Material provided:
══════════════════════════════

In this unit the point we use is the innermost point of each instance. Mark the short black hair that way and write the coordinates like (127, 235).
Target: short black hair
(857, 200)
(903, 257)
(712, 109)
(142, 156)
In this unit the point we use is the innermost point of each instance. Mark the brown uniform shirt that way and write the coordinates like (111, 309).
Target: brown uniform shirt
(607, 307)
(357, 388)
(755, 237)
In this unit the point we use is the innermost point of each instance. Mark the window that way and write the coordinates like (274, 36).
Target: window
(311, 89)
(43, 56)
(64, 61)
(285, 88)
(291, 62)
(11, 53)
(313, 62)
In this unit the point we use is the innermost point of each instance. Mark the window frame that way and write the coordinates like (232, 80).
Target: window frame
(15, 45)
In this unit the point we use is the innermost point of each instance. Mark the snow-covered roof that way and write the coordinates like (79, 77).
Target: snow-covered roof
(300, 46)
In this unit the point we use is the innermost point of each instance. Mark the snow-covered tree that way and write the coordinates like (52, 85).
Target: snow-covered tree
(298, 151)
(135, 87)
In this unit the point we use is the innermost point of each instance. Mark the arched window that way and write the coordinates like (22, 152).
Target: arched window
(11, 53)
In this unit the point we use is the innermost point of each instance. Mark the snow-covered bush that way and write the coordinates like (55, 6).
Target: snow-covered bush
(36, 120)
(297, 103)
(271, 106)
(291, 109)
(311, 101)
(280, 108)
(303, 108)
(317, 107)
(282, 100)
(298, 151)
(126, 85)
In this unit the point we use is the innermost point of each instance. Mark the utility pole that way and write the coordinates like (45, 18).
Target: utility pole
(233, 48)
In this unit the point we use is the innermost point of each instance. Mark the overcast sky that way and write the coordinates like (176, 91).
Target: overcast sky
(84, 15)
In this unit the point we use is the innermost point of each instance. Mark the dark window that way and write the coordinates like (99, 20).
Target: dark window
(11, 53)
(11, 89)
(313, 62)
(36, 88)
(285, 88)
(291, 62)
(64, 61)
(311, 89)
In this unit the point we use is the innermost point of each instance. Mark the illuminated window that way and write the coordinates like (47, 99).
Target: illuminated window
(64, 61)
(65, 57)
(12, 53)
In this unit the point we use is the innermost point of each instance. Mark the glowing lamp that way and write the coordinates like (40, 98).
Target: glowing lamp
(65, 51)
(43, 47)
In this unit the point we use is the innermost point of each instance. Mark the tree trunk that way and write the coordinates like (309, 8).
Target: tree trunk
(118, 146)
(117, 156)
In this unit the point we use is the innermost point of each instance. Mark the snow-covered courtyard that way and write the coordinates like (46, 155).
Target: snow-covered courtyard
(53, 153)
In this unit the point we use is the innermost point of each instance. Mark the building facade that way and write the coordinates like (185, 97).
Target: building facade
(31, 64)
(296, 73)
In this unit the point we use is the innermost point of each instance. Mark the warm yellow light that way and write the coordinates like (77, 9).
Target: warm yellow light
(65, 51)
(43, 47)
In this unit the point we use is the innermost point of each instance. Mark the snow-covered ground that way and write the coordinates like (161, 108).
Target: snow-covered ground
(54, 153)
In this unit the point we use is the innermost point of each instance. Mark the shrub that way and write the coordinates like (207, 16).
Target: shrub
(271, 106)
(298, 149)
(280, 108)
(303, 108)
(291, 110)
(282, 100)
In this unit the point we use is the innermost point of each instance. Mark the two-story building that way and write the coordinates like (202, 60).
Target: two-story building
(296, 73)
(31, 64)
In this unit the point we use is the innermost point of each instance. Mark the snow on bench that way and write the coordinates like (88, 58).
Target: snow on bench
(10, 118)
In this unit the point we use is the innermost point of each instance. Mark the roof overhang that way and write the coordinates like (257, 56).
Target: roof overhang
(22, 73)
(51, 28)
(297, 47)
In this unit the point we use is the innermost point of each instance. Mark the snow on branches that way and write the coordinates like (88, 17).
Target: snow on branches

══════════════════════════════

Problem details: What is asked for is an exact copy of the lines above from the one containing "like (46, 155)." through the one containing "like (77, 9).", and only those.

Exercise response:
In this unit the point we use is the innermost point of each instance. Mark the snow-covered courtyard that way and write the coordinates like (46, 155).
Target: snow-covered courtyard
(53, 153)
In this unit the point we use is the innermost point of each instance. Mark the building facade that way and write the coordinates like (185, 97).
Target: building facade
(31, 64)
(296, 73)
In this unit the point we use is the innermost point of each instance. Mark the warm yellow light that way and write the coordinates like (77, 9).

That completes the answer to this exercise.